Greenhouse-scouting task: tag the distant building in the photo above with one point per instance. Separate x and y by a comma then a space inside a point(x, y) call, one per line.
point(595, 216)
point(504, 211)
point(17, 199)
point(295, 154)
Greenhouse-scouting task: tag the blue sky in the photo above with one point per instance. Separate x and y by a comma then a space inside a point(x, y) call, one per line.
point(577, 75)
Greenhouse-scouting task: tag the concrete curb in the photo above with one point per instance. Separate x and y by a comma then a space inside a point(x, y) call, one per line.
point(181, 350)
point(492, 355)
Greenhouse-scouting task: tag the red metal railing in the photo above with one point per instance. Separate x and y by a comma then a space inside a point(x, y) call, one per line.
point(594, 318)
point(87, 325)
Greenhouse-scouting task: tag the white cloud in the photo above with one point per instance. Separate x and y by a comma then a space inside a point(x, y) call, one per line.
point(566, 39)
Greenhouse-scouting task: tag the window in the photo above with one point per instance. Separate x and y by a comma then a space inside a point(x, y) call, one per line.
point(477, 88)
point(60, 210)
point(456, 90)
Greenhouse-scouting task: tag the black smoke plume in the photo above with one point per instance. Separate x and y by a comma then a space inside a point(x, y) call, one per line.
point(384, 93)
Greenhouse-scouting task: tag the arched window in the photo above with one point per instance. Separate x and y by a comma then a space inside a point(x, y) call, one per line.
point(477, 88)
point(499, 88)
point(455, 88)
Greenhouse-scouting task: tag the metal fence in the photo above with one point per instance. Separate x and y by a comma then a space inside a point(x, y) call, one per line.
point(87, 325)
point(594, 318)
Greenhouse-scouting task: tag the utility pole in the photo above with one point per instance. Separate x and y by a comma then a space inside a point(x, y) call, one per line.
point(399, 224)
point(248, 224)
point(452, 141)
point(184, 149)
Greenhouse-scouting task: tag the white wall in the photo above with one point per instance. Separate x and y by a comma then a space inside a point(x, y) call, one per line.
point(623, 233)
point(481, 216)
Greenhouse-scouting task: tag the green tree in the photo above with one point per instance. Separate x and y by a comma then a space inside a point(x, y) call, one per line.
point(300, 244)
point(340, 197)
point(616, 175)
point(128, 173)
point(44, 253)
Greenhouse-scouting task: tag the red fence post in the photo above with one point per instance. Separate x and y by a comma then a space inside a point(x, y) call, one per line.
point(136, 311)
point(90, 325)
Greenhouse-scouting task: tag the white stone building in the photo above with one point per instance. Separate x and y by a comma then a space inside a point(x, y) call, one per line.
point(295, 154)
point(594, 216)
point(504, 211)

- - - - - - -

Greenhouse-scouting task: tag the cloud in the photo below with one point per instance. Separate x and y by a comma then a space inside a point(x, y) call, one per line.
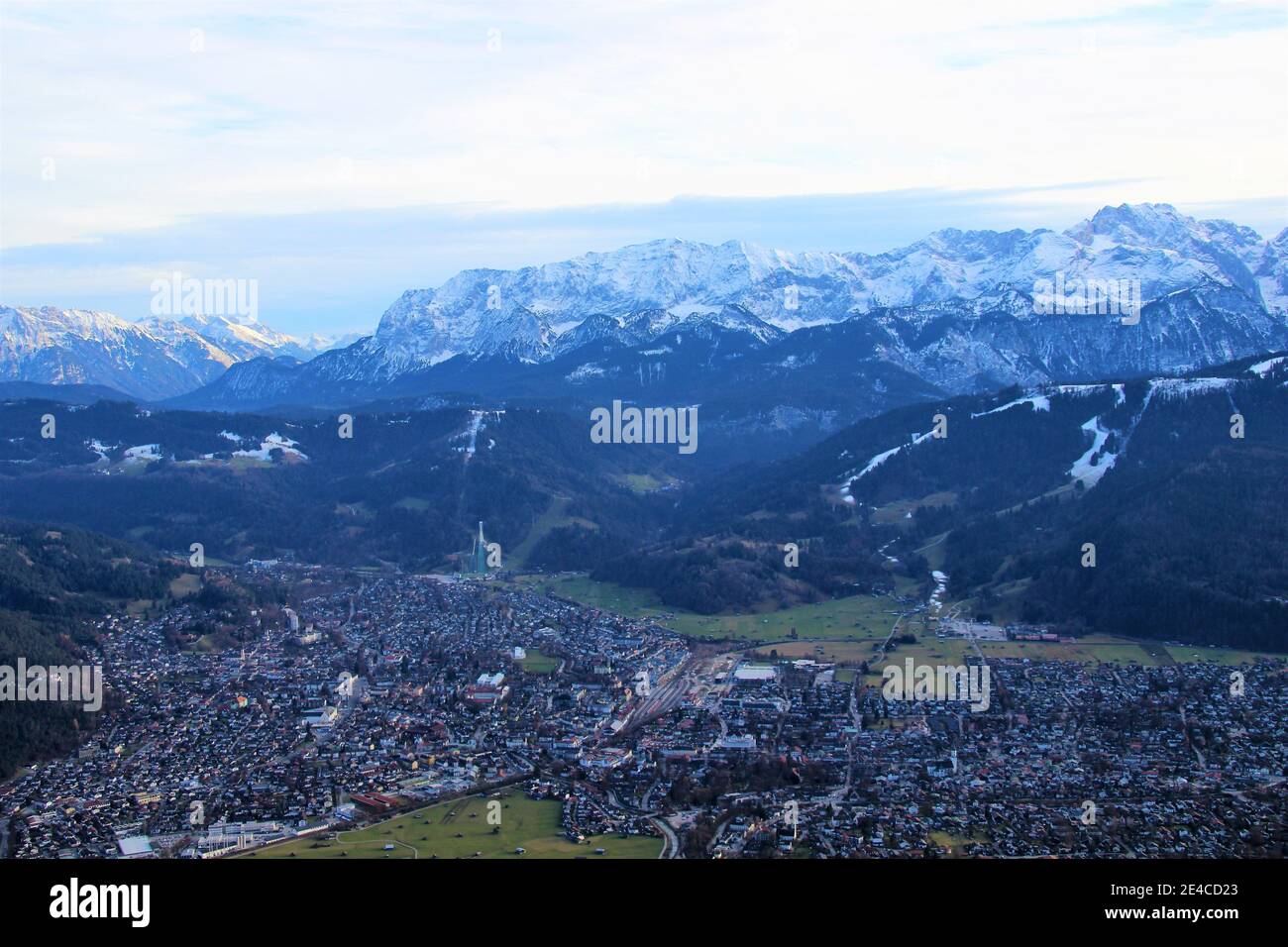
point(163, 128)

- - - - - - -

▶ [练习说明]: 请重新写出从含有“Greenhouse-scouting task: tag the concrete”的那一行起、直至含有“point(566, 39)”的那一行为止的各行，将其中的“red metal railing”替换为“red steel railing”，其余内容一律保持不变。

▶ [本题结果]:
Greenhouse-scouting task: tag the concrete curb in the photo above with one point per instance. Separate x and y by a comma then a space inside a point(x, y) call, one per line.
point(181, 350)
point(492, 355)
Greenhouse-scouting task: tag the red steel railing in the photo above with one point per instance. Separate x and y by a comma then a space inside a point(x, y) call, one per line.
point(594, 318)
point(87, 325)
Greenhouse-scouting task: tag the white cloud in the photo above with one point per instance. Separate x and y by a comma then a space inside a point(x, y) call, one per line.
point(566, 39)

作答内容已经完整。